++++ GIVEN RECORDS

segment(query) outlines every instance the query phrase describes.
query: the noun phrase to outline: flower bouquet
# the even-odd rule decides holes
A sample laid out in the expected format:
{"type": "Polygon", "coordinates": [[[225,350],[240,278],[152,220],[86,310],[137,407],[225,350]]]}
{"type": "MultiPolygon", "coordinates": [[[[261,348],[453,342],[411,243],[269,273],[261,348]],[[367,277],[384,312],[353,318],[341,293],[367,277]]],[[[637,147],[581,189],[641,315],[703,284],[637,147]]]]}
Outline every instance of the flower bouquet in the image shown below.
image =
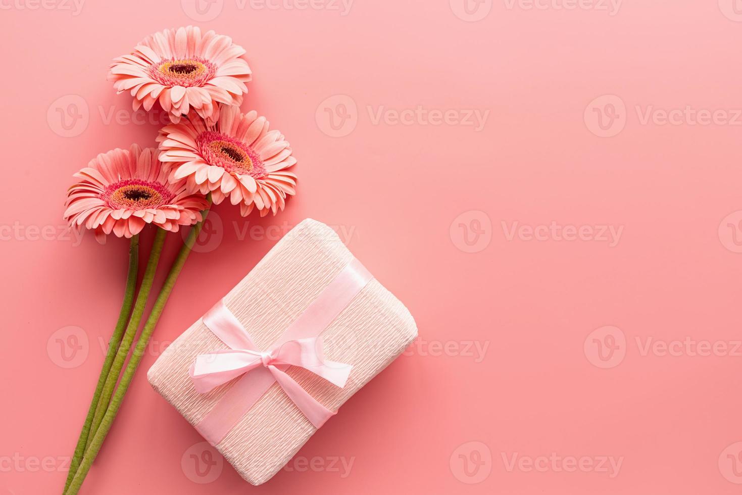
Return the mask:
{"type": "Polygon", "coordinates": [[[75,174],[68,193],[65,217],[72,228],[93,231],[101,243],[111,234],[126,237],[130,249],[123,303],[65,495],[79,492],[98,454],[211,204],[229,198],[242,215],[257,209],[262,217],[283,210],[295,194],[289,142],[265,117],[240,110],[252,78],[245,53],[228,36],[188,26],[146,37],[111,66],[109,80],[131,93],[135,111],[159,105],[171,123],[160,129],[157,148],[99,154],[75,174]],[[156,233],[137,287],[139,235],[148,225],[156,233]],[[191,230],[145,319],[165,237],[181,226],[191,230]]]}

++++++++

Can you rewrite the material above, substituting "bunch of flowers" for every "flower bouquet", leaving everything else unchanged and omitting the pictures?

* _WRITTEN RESPONSE_
segment(query) outlines every instance the query phrase describes.
query: the noun phrase to outline: bunch of flowers
# the even-odd rule decides holes
A sample laid out in the expected format:
{"type": "Polygon", "coordinates": [[[225,350],[240,278],[152,220],[86,310],[137,407],[225,350]]]}
{"type": "MultiPolygon", "coordinates": [[[[261,348],[453,342],[411,243],[269,273],[261,348]],[[367,277],[384,312],[353,318],[341,293],[367,277]]],[[[637,147],[581,189],[641,315],[703,284],[637,147]]]]}
Outline every instance of the bunch of flowers in the image shown below.
image =
Return the mask:
{"type": "Polygon", "coordinates": [[[75,174],[68,193],[65,217],[72,228],[93,231],[101,243],[111,234],[126,237],[130,249],[123,303],[65,495],[79,492],[98,454],[211,204],[229,198],[242,215],[257,209],[262,217],[283,210],[295,194],[289,142],[265,117],[240,110],[252,78],[245,53],[228,36],[188,26],[146,37],[111,66],[109,80],[131,93],[135,111],[159,105],[171,123],[160,129],[157,148],[99,154],[75,174]],[[156,233],[137,287],[139,235],[148,225],[156,233]],[[191,230],[145,319],[165,237],[181,226],[191,230]]]}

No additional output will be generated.